--- START ---

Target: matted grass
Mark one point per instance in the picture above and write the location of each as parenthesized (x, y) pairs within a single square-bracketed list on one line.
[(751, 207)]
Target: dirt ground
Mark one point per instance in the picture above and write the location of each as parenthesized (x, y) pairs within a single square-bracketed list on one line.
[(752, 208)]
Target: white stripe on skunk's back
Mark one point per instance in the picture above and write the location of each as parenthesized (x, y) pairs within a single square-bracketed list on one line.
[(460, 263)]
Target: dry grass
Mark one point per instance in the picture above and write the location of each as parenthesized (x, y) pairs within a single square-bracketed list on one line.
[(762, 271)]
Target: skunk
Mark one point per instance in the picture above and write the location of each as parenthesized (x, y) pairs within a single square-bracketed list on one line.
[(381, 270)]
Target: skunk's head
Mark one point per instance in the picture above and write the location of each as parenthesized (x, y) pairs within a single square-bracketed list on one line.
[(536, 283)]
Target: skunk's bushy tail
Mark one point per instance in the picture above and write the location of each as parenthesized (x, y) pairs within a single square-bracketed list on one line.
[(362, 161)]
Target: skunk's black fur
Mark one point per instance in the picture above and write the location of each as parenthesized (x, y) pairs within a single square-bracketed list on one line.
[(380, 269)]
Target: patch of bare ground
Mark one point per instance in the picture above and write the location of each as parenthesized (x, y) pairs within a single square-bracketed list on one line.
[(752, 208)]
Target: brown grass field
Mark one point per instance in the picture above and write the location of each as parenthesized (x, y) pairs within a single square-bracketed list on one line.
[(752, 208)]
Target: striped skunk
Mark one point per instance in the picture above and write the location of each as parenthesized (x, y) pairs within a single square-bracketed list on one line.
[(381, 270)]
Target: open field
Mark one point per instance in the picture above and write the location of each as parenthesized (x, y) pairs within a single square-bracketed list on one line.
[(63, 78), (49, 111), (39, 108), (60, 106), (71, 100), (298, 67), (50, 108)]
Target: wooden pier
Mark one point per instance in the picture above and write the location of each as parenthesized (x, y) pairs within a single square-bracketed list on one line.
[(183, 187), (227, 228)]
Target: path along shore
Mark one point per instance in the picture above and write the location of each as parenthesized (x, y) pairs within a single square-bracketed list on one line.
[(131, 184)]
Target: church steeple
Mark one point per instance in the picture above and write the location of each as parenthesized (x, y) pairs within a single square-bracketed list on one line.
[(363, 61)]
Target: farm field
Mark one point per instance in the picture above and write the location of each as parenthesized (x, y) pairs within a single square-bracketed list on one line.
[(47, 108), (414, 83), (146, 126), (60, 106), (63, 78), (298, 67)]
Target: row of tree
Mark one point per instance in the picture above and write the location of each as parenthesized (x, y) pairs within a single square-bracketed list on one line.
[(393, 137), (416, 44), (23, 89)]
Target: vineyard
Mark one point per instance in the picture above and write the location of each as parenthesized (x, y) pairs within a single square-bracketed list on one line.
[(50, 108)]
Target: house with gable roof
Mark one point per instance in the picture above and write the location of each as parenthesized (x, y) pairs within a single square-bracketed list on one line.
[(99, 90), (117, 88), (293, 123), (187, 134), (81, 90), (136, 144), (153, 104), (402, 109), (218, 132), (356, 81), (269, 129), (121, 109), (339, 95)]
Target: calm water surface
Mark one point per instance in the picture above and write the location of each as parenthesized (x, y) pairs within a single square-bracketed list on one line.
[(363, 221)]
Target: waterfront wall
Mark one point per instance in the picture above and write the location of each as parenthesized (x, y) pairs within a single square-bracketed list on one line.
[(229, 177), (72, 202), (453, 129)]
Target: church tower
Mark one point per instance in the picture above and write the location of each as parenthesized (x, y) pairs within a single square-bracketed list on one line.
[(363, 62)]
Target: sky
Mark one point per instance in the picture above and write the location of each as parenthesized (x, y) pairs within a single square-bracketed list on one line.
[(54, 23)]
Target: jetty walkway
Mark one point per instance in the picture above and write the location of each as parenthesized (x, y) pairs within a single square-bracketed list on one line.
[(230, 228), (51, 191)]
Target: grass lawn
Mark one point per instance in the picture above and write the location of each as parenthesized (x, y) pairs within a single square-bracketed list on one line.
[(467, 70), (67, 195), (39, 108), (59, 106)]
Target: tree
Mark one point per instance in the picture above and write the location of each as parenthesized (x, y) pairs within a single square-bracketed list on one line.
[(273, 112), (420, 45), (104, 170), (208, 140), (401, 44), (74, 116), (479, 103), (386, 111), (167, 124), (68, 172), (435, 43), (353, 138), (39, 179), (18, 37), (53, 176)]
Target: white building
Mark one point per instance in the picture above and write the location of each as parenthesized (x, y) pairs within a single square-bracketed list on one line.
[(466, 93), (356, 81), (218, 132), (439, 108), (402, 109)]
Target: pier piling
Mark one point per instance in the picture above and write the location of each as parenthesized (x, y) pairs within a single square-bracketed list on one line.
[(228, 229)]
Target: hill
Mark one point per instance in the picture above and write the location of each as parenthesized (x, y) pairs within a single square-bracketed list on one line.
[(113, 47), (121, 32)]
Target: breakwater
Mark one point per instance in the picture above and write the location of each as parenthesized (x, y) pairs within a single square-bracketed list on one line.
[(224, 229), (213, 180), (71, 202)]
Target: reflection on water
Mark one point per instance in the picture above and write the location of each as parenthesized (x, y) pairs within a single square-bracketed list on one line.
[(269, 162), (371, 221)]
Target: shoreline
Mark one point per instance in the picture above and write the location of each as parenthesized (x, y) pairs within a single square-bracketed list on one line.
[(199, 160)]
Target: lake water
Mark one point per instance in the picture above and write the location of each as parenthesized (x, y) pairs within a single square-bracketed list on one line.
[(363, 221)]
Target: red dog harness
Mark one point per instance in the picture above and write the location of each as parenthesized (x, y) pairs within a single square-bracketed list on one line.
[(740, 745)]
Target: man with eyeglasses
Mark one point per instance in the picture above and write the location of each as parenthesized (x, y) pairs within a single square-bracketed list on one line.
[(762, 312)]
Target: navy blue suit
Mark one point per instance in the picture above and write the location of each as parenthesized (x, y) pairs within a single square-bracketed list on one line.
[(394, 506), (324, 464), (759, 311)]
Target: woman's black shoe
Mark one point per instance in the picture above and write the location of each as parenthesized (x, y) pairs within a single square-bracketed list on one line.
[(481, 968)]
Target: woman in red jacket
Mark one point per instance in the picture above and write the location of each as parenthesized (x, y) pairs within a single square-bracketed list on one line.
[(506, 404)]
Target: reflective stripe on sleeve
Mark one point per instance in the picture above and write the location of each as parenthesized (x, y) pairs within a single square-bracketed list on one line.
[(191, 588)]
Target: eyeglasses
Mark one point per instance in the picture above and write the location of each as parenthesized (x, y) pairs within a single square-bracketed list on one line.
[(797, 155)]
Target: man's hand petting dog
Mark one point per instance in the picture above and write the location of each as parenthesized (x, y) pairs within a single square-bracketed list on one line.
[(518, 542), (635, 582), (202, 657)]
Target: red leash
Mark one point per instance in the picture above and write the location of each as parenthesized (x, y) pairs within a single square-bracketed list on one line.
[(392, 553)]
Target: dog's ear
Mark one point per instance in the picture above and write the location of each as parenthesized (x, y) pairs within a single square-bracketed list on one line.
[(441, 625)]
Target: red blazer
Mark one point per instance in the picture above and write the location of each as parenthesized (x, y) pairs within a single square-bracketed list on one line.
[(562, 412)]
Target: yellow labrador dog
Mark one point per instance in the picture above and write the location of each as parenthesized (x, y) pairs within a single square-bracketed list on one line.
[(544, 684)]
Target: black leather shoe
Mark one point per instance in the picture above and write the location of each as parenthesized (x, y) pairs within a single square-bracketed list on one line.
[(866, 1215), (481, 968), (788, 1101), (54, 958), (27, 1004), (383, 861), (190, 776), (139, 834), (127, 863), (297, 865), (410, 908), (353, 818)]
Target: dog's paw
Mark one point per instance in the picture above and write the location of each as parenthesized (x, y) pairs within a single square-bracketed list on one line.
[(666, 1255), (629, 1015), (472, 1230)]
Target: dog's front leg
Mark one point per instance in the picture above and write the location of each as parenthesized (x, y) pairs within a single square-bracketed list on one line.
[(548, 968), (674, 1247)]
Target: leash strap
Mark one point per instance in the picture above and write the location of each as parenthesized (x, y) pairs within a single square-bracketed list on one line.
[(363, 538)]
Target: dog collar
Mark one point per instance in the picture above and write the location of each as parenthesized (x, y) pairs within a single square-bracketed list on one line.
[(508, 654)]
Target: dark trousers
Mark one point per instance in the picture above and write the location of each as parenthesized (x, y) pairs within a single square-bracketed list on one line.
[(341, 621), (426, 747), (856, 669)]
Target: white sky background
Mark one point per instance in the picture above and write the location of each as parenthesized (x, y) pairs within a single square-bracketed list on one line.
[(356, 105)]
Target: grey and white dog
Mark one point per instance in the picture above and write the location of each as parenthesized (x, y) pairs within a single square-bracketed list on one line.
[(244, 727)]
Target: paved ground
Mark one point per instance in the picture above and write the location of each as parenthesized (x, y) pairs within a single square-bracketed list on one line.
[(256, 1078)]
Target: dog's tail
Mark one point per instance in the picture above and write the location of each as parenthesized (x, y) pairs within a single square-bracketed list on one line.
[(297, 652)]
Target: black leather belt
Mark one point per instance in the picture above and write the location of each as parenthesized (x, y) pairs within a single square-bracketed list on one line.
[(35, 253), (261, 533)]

--- END ---

> Task to complete
What is needed is an exact printout of every line from the one with "Target: leash strap" through the end of the data, including both, and nothing more.

> Reply to the exercise
Target: leash strap
Mark one point per instance in the picture above and write the location of each as parenthesized (x, y) pairs within a single square-bracketed list on one line.
[(363, 538)]
Target: dog collar
Mark one point per instance in the picture above and write the location of each as parenthesized (x, y) pairs within a single square-bracketed list on one line.
[(508, 654)]
Target: dark trousers
Mark one point per instance in the picture above and write the location of each as parenthesized (x, y) pairs within a single square-bracketed list on one line.
[(341, 621), (426, 747), (856, 669)]
Target: white sky background
Mark one point per instance in the picture above and write the location of each as parenthesized (x, y) pairs within a single square-bracketed list on one line.
[(356, 105)]
Target: grey and white dog
Mark one point per instance in the picture above and write the location of each as parenthesized (x, y) pairs within a single square-bracketed list on one line.
[(244, 727)]
Target: paved ground
Mark one point per instance in the picture above and write the location of each as parenthesized (x, y) pairs within a single square-bracketed list on one line.
[(256, 1078)]
Target: dog's tail
Mark one point per instance in the picture above and write the location of each as parenthesized (x, y) pairs within a single square-bracketed list on one line.
[(297, 652)]
Target: black leather belt
Mark one point per instance in the picture above and write the location of each as parenthesized (x, y) pairs within a single square-bracketed list on one line.
[(35, 253), (261, 533)]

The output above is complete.